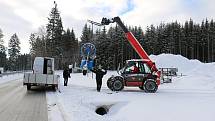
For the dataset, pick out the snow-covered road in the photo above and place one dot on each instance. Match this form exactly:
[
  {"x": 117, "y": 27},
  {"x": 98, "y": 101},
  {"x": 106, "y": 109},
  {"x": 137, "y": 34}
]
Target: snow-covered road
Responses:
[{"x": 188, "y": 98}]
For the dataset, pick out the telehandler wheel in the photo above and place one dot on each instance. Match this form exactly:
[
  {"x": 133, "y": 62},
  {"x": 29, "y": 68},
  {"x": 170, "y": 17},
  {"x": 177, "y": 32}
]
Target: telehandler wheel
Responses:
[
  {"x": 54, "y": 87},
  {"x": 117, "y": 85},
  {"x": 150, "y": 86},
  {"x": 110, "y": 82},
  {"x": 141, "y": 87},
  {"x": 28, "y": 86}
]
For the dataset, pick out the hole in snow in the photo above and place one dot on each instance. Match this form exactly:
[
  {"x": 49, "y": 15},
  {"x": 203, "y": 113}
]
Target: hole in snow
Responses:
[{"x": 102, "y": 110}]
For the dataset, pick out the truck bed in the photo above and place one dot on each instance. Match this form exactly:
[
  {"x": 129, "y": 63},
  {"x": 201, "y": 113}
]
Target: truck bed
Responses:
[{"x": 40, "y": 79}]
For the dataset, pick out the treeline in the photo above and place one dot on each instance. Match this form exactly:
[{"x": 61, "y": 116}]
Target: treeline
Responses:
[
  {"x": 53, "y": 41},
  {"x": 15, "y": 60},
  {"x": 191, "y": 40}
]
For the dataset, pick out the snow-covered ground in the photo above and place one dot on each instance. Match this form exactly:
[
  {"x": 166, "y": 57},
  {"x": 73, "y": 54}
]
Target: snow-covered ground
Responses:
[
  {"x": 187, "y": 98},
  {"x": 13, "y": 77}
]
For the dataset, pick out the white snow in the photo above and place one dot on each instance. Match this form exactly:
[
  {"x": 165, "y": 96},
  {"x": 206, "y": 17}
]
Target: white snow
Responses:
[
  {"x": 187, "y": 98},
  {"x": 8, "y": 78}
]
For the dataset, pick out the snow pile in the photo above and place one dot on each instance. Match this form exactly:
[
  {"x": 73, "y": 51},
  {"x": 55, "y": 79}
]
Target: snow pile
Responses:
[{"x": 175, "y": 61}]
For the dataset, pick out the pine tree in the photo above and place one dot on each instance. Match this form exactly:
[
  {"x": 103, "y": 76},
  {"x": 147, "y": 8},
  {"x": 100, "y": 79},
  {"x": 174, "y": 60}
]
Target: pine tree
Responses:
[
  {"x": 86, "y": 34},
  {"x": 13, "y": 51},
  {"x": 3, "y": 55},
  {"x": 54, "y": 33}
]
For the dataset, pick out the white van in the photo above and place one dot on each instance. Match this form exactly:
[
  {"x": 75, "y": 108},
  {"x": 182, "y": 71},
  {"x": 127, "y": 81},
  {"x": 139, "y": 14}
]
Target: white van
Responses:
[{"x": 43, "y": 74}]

--*--

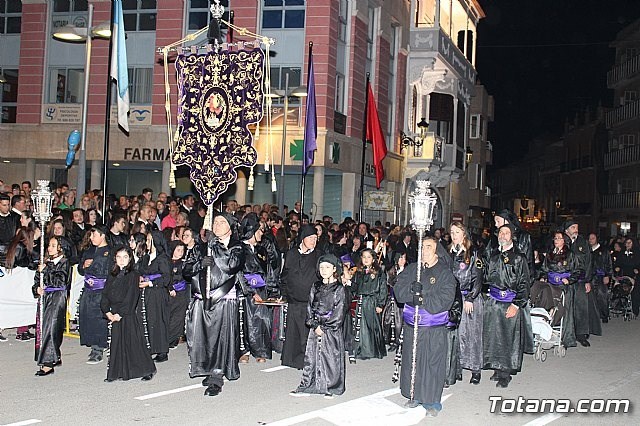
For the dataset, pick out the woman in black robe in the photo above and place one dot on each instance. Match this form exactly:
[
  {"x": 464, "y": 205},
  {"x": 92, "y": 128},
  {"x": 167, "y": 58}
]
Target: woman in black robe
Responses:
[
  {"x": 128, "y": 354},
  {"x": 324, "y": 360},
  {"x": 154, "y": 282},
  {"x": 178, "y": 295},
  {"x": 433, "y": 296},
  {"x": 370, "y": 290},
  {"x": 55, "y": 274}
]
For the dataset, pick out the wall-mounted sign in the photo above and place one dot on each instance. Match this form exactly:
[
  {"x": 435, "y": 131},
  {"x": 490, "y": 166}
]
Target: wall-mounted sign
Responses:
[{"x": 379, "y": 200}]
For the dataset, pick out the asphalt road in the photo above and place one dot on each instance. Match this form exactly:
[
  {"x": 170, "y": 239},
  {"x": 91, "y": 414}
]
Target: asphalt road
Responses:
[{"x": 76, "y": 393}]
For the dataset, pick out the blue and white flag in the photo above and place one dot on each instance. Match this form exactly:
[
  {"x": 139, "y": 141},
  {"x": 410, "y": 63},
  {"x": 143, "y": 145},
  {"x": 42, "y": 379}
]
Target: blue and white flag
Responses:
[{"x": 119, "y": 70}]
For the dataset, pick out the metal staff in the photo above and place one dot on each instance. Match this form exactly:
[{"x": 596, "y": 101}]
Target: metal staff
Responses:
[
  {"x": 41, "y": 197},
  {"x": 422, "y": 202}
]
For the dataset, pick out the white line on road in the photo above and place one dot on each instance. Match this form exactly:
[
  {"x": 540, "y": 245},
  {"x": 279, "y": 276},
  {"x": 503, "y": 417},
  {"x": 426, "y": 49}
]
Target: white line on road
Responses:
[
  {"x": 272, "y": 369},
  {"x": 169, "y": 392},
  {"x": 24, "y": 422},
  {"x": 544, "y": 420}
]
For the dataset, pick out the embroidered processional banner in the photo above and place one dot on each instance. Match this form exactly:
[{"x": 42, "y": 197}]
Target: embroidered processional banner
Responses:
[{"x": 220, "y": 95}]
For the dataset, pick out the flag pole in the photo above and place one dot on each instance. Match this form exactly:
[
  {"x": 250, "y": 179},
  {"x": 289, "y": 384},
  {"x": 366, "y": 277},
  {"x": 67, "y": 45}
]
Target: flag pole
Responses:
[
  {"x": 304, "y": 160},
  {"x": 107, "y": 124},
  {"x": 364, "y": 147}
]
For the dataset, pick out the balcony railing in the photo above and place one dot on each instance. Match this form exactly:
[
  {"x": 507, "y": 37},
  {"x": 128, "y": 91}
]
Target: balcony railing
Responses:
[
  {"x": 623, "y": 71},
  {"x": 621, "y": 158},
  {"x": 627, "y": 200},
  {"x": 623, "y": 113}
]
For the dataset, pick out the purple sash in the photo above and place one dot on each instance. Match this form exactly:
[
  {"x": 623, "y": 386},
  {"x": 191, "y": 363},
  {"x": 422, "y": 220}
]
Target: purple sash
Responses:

--*--

TASK GOAL ->
Check each line in the listing above for the string "treeline", then report how many lines contain it, with no other text.

ANSWER FOR THE TASK ->
2